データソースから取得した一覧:
——————————

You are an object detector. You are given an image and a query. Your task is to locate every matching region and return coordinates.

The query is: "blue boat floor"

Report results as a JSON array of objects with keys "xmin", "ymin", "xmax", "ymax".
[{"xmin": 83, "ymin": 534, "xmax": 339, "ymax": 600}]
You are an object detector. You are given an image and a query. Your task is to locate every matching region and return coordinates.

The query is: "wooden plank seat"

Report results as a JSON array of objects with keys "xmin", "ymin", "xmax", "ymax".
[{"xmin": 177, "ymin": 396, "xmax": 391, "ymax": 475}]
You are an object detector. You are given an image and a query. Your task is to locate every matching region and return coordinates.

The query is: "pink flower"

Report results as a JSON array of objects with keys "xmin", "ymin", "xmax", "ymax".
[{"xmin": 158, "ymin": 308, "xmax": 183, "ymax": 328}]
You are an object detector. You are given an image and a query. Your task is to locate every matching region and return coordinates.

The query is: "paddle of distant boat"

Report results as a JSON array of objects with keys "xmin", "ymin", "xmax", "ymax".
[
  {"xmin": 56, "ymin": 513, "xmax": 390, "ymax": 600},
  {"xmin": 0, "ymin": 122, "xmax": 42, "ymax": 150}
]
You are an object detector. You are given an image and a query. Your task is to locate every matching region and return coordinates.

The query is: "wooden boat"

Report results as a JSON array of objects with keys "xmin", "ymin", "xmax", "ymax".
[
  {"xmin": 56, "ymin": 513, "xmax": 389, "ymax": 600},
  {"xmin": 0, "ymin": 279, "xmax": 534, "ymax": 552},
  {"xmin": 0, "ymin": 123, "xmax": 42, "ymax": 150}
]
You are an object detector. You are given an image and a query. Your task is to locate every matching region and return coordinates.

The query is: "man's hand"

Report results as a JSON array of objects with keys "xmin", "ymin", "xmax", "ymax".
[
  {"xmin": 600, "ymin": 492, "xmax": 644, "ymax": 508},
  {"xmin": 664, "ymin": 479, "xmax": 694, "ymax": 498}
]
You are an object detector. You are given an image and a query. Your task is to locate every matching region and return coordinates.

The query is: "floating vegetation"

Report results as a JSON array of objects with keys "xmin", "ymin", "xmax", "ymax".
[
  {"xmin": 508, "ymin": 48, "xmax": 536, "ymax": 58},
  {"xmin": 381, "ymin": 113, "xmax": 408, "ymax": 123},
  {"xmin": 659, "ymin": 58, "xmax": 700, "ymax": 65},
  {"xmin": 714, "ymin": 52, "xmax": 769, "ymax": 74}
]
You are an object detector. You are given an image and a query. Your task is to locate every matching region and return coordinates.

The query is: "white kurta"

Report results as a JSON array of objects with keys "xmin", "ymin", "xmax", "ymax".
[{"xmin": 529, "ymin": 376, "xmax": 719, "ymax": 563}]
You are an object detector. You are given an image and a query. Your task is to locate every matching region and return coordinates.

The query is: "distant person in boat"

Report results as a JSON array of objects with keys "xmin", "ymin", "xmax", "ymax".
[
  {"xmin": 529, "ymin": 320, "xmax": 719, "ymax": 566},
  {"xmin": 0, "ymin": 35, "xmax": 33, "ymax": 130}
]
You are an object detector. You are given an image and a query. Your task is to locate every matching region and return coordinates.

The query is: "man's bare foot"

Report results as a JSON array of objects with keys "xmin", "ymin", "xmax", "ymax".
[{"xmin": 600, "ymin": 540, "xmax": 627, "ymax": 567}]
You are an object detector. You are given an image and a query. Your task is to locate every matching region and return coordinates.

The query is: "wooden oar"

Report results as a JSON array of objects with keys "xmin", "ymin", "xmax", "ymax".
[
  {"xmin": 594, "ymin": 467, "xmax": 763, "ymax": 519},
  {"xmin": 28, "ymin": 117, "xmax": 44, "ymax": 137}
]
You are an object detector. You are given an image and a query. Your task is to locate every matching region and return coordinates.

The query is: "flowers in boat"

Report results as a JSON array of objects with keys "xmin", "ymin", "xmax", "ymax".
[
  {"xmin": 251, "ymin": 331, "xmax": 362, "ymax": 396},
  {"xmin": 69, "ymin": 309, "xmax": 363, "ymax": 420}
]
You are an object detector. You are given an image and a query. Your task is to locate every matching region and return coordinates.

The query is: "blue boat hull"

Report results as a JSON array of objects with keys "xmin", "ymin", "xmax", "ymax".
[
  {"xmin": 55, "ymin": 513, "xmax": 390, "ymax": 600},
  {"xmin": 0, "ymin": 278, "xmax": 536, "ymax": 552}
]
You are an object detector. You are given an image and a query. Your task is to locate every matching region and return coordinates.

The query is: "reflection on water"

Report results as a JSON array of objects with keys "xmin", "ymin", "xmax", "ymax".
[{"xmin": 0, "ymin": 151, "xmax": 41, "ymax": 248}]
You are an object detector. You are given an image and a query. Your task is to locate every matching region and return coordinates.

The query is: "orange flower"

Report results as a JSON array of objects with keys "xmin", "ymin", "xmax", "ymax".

——————————

短い課題:
上の一覧から、文字列「boat」を含む行をすべて抜き出す。大文字と小文字は区別する。

この演習の解答:
The query is: "blue boat floor"
The query is: "paddle of distant boat"
The query is: "wooden boat"
The query is: "distant person in boat"
The query is: "flowers in boat"
The query is: "blue boat hull"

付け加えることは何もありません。